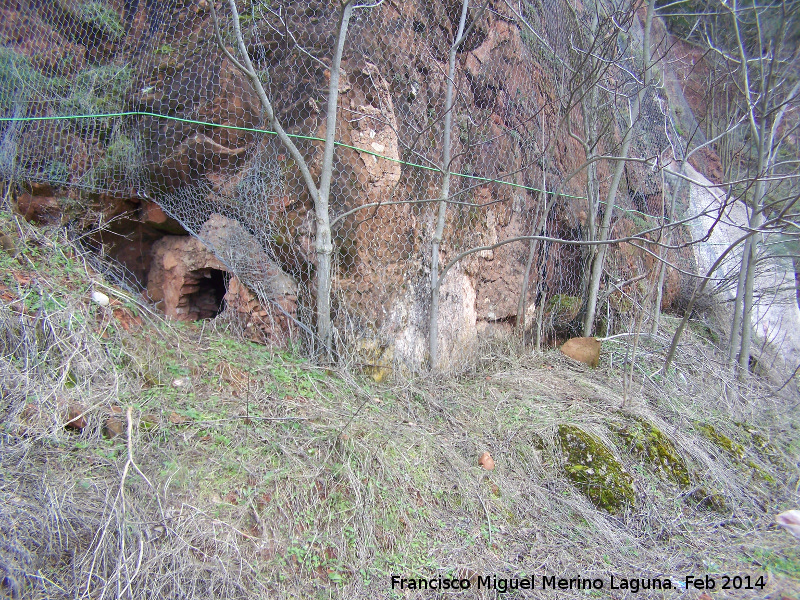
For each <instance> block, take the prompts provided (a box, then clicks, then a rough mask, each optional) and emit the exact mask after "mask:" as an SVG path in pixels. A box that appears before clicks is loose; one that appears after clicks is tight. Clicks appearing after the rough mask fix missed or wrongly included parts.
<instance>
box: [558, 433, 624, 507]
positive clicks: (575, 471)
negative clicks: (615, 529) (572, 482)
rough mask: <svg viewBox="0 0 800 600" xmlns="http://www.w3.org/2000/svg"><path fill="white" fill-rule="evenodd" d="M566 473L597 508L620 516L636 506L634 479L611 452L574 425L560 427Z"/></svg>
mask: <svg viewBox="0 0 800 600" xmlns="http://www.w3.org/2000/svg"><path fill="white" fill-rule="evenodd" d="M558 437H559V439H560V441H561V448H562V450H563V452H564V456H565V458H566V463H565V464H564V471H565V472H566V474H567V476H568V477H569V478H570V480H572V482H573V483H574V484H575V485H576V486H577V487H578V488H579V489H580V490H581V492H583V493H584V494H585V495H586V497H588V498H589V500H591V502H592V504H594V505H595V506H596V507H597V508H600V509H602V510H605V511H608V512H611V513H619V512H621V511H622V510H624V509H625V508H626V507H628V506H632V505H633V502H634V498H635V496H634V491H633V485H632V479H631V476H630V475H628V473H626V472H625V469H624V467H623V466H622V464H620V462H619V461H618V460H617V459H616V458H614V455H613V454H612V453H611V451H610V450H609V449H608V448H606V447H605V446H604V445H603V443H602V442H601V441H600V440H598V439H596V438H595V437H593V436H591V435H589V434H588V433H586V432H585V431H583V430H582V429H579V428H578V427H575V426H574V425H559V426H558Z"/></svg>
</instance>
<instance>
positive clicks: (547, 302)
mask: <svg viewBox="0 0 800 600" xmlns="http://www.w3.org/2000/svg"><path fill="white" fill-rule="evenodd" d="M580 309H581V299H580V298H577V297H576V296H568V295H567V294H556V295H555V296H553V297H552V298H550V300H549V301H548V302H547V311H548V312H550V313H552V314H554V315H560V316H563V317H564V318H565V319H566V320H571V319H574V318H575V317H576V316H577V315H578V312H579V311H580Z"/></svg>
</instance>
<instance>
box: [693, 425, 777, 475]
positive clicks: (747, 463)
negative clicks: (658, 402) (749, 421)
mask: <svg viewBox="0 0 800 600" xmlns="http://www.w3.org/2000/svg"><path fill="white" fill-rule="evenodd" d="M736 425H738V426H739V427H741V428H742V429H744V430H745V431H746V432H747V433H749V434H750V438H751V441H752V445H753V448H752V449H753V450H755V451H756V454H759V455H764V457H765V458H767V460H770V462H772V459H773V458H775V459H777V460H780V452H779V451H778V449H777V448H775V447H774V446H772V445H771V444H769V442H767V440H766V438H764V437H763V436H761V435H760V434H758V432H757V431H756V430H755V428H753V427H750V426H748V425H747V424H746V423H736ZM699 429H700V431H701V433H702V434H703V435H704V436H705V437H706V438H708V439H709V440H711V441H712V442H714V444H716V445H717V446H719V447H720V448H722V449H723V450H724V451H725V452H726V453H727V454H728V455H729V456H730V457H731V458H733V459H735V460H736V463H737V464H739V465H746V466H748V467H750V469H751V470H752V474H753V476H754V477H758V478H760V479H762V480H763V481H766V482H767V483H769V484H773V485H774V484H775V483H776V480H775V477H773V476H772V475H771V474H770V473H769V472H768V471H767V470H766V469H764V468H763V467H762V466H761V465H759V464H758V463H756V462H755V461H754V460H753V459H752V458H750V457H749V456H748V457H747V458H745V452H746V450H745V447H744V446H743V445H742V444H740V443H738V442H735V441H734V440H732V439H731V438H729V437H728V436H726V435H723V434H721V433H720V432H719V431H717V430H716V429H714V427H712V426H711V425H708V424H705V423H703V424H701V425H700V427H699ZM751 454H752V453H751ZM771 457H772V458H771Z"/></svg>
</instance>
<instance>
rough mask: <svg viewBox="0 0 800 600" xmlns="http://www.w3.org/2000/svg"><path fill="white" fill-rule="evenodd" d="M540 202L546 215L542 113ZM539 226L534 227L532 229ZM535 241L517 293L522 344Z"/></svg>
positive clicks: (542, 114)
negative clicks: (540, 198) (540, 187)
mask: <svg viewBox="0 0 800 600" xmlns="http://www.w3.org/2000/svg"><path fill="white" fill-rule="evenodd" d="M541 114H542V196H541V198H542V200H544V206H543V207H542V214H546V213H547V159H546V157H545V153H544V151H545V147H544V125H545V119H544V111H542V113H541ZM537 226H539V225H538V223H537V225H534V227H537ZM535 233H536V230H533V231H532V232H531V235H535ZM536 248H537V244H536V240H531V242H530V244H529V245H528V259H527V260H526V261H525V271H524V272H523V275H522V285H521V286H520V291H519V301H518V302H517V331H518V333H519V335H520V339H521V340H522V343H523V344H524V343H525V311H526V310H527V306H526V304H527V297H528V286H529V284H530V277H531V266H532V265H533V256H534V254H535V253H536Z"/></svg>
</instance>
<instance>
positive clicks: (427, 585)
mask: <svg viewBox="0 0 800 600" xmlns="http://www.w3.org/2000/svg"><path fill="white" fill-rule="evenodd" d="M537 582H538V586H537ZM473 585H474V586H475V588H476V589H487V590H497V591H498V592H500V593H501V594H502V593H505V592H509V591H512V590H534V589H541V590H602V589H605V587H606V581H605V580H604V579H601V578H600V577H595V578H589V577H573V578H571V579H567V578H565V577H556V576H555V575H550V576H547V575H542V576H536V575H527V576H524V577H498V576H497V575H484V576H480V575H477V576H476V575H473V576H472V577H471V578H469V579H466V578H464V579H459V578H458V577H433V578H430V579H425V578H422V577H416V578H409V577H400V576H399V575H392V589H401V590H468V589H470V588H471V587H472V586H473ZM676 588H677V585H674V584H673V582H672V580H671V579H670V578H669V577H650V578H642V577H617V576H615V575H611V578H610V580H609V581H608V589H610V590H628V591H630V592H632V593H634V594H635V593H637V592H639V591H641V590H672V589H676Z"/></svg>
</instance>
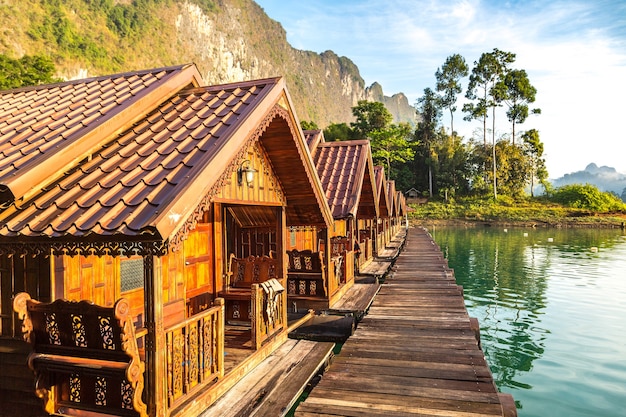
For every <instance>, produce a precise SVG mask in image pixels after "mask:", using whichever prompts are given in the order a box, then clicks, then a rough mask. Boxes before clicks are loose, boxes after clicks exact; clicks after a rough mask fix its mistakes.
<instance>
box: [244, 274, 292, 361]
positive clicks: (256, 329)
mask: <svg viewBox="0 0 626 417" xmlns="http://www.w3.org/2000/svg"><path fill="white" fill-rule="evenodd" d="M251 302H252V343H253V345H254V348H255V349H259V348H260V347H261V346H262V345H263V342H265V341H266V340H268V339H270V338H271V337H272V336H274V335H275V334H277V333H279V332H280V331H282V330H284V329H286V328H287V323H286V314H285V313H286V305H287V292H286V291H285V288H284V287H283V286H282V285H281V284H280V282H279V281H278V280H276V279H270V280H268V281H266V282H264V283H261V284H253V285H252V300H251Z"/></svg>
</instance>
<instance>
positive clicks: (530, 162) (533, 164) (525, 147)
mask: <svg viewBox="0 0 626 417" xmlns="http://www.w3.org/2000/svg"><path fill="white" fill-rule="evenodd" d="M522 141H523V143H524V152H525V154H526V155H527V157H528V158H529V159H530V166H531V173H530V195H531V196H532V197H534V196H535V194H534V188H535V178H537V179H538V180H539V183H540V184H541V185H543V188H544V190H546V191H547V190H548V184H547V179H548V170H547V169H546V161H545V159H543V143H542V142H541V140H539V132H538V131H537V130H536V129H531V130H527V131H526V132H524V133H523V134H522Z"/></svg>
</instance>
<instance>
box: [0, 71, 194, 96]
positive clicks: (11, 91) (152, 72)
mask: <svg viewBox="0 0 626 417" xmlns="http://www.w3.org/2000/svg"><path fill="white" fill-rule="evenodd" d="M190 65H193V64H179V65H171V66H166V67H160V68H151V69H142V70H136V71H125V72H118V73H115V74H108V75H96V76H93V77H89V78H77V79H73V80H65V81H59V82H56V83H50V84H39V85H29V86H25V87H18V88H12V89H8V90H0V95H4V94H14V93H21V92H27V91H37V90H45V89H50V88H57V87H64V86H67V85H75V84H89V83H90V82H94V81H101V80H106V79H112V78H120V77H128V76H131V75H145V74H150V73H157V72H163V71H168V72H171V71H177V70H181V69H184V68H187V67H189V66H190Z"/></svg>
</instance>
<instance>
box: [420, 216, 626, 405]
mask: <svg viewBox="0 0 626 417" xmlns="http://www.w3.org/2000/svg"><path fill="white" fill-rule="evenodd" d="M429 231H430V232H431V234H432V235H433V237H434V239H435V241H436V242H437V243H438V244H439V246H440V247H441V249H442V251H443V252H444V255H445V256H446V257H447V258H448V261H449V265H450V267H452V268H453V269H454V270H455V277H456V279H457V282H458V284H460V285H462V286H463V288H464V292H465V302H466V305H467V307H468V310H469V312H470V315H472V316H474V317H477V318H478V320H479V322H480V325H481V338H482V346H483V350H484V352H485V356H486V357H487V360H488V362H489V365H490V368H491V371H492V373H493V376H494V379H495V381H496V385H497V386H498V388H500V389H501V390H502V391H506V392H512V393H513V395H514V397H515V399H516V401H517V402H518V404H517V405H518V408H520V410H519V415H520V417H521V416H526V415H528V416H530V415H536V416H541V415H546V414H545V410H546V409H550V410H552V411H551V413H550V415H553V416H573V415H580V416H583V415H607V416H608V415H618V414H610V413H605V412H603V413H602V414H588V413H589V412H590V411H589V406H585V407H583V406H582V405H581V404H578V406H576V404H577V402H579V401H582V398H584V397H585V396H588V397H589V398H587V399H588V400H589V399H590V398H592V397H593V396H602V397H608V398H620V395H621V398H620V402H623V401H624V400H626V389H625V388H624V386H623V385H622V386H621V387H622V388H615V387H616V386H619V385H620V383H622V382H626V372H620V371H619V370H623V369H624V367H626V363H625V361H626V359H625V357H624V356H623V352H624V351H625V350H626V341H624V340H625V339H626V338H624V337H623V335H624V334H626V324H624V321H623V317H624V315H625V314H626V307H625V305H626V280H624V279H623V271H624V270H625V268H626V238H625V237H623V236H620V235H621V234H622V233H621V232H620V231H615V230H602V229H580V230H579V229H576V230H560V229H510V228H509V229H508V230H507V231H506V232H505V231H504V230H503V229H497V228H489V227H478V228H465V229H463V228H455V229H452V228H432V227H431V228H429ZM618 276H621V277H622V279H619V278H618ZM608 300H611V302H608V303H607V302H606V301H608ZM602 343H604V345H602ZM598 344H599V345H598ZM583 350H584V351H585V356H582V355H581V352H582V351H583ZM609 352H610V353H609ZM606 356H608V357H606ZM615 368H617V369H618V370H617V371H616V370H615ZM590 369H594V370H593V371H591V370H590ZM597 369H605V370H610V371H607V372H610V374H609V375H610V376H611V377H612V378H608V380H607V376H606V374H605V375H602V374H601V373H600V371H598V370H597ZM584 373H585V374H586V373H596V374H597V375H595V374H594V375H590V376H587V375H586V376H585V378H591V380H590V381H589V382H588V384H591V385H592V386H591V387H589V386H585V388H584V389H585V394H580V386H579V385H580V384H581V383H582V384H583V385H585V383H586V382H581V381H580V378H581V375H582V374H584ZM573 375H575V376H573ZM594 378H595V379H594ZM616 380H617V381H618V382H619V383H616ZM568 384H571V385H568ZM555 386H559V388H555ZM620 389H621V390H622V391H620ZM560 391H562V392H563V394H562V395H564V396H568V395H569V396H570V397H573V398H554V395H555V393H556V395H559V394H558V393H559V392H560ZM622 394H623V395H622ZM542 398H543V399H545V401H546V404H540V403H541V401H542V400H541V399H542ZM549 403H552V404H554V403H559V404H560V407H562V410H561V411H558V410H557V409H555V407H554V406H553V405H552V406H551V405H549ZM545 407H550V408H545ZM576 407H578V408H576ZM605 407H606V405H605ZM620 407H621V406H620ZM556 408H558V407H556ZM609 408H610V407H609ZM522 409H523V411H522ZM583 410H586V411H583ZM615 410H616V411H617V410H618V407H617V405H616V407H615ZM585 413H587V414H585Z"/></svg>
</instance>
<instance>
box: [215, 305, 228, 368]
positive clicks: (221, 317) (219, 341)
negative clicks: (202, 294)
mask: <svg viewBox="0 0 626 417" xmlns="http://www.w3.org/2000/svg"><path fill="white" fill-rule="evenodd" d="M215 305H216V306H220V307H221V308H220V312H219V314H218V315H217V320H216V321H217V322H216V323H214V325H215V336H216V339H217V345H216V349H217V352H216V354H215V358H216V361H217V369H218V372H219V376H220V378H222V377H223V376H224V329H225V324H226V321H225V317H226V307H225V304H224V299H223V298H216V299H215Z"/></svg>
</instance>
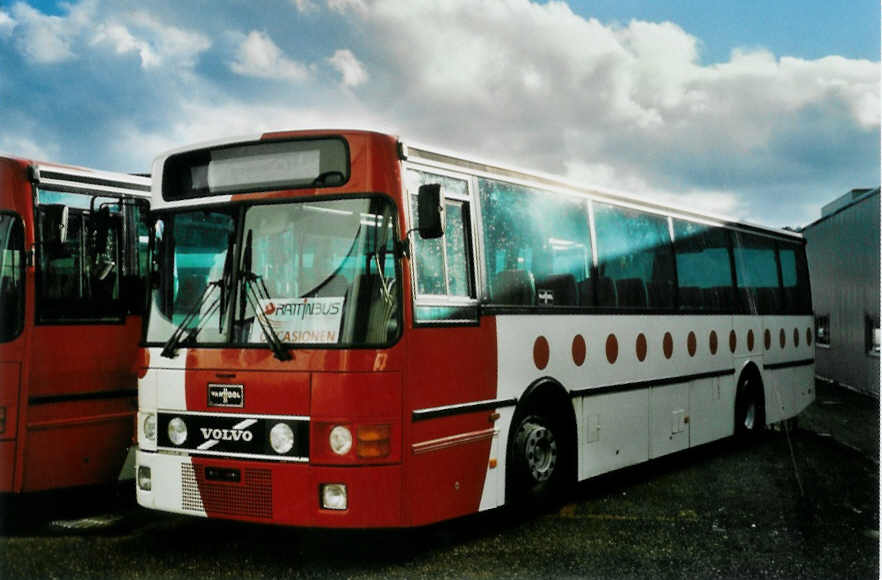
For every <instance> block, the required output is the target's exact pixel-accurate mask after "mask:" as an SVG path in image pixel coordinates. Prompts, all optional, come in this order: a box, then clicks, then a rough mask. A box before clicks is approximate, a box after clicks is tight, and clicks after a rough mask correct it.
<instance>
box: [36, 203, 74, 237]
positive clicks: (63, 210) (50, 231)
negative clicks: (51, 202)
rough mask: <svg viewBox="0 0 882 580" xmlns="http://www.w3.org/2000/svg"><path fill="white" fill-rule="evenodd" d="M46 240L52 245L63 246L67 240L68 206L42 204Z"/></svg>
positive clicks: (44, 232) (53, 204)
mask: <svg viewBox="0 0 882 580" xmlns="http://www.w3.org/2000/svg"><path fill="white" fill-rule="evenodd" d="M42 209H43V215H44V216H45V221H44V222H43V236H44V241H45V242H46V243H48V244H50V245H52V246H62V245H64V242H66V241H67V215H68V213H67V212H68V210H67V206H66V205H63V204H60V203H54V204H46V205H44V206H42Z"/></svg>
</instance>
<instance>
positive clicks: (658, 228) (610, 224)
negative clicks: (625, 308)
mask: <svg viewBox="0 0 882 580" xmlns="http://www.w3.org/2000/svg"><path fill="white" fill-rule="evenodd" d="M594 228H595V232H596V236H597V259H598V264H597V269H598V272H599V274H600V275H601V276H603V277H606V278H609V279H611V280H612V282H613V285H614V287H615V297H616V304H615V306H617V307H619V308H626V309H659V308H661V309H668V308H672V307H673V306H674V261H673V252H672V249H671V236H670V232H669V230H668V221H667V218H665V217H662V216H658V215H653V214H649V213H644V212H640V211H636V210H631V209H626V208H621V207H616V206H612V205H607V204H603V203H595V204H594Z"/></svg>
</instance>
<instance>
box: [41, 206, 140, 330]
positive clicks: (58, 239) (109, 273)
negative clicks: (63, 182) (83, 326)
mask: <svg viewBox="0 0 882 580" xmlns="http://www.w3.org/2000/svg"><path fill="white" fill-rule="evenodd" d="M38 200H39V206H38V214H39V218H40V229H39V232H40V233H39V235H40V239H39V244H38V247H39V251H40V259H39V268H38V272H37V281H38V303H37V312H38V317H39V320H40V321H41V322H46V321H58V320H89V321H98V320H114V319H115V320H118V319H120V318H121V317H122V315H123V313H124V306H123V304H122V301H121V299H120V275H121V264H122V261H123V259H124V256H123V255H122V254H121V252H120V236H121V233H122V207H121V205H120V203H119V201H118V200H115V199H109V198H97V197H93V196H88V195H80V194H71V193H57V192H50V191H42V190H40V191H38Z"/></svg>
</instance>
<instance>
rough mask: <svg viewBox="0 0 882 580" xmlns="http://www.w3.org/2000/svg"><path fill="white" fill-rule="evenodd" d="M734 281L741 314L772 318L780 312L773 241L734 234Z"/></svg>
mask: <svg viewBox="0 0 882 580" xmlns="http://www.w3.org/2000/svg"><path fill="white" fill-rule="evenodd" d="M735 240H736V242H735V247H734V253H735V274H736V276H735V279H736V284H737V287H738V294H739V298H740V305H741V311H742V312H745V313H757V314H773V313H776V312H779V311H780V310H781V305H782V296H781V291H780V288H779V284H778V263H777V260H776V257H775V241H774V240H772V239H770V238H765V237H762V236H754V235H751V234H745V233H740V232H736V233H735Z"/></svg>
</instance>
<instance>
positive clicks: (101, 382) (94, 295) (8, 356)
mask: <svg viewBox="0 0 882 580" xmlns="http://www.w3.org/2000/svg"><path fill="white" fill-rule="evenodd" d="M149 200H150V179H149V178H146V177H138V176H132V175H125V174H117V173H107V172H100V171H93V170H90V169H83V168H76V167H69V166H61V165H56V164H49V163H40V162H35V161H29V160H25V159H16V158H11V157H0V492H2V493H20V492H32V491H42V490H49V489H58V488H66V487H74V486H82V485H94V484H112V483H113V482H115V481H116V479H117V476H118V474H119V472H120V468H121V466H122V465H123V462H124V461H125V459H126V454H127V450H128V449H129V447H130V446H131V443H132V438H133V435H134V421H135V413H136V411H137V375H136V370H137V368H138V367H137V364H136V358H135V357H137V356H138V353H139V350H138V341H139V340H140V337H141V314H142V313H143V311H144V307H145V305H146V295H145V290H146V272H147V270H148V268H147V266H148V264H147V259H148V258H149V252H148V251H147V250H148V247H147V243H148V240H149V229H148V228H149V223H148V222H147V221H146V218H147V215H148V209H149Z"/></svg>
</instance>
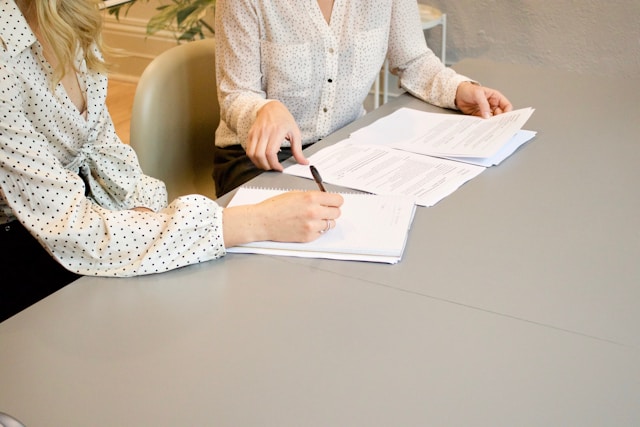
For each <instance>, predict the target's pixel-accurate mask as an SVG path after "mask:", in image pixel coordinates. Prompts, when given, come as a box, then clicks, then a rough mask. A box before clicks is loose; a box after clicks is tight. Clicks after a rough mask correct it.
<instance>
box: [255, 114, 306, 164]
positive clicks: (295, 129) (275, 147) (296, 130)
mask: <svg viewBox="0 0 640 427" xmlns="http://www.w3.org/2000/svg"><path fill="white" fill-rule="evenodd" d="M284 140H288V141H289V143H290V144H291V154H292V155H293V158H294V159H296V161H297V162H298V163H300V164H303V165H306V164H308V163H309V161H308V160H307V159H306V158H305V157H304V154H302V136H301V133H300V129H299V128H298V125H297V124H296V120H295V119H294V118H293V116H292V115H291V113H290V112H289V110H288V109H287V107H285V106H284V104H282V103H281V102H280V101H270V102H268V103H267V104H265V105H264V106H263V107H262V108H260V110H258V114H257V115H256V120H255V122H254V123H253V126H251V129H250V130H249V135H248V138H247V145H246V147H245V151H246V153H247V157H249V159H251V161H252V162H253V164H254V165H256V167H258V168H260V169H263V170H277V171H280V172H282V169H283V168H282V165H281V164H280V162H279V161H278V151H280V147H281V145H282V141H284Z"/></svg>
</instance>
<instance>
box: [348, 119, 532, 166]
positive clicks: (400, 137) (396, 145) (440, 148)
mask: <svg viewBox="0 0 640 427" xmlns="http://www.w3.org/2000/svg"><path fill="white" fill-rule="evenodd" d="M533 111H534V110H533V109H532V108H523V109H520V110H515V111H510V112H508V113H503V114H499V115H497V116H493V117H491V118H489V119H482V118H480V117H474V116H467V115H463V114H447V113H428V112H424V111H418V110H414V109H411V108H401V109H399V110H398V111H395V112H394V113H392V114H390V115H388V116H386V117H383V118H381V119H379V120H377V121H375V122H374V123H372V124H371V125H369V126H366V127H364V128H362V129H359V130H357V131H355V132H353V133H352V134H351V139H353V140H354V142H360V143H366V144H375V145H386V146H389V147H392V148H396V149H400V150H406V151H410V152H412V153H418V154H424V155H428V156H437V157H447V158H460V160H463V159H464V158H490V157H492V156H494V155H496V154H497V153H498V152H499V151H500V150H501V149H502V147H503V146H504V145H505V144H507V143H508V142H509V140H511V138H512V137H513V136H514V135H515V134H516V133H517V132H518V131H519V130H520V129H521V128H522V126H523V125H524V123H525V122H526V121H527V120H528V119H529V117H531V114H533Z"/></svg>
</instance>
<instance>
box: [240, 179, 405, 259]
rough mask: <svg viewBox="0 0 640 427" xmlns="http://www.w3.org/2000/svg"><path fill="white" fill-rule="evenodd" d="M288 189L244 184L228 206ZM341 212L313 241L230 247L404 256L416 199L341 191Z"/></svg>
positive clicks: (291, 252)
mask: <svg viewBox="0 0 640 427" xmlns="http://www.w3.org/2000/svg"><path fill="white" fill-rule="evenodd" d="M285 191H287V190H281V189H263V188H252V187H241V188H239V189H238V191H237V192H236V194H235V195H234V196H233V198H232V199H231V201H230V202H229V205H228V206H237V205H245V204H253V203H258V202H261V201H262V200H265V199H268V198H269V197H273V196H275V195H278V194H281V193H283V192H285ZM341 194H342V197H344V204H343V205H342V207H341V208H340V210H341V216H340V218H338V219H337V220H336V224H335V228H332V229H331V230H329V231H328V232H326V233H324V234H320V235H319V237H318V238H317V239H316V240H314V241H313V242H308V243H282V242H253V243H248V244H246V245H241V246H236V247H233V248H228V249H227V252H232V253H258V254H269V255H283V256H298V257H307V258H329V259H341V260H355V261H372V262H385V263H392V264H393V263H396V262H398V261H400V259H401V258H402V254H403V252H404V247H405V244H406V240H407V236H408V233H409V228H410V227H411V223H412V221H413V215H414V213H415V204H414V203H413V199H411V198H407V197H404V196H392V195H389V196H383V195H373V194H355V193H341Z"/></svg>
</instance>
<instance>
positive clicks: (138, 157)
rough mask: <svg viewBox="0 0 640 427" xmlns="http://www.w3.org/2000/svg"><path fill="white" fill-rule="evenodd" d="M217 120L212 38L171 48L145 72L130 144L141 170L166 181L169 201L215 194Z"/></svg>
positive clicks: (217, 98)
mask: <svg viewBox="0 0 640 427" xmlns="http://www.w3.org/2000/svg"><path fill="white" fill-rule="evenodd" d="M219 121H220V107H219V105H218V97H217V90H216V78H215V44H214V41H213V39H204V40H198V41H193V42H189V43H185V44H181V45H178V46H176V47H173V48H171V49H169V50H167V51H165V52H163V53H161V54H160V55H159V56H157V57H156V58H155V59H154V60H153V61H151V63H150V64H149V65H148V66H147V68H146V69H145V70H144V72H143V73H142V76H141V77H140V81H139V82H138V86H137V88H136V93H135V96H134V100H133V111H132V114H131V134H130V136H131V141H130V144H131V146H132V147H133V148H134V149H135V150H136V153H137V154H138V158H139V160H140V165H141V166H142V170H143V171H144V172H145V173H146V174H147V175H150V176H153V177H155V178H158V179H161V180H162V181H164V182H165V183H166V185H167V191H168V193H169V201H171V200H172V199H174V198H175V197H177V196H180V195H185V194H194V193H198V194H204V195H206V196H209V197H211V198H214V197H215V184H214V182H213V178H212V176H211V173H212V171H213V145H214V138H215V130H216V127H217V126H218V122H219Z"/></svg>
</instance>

**Action item**
Reproduce exactly the lines above from the line with "positive clicks: (63, 210) (50, 231)" to the line with "positive clicks: (58, 239) (109, 273)", including both, and add nothing.

**Answer area**
positive clicks: (63, 210) (50, 231)
negative clicks: (51, 202)
rough mask: <svg viewBox="0 0 882 580" xmlns="http://www.w3.org/2000/svg"><path fill="white" fill-rule="evenodd" d="M46 240L52 245L63 246L67 240L68 206L42 204Z"/></svg>
positive clicks: (44, 232) (53, 204)
mask: <svg viewBox="0 0 882 580" xmlns="http://www.w3.org/2000/svg"><path fill="white" fill-rule="evenodd" d="M42 209H43V215H44V216H45V221H44V222H43V236H44V241H45V242H46V243H48V244H50V245H52V246H62V245H64V242H66V241H67V215H68V213H67V212H68V210H67V206H66V205H63V204H60V203H54V204H46V205H44V206H42Z"/></svg>
</instance>
<instance>
positive clicks: (658, 228) (610, 224)
negative clicks: (625, 308)
mask: <svg viewBox="0 0 882 580" xmlns="http://www.w3.org/2000/svg"><path fill="white" fill-rule="evenodd" d="M594 228H595V232H596V236H597V259H598V264H597V269H598V272H599V274H600V275H601V276H603V277H606V278H609V279H611V280H612V282H613V285H614V287H615V297H616V304H615V306H617V307H619V308H626V309H659V308H661V309H668V308H672V307H673V306H674V261H673V252H672V249H671V236H670V232H669V230H668V221H667V218H665V217H662V216H658V215H653V214H649V213H644V212H640V211H636V210H631V209H626V208H621V207H616V206H612V205H607V204H603V203H595V204H594Z"/></svg>
</instance>
<instance>
box: [41, 206, 140, 330]
positive clicks: (58, 239) (109, 273)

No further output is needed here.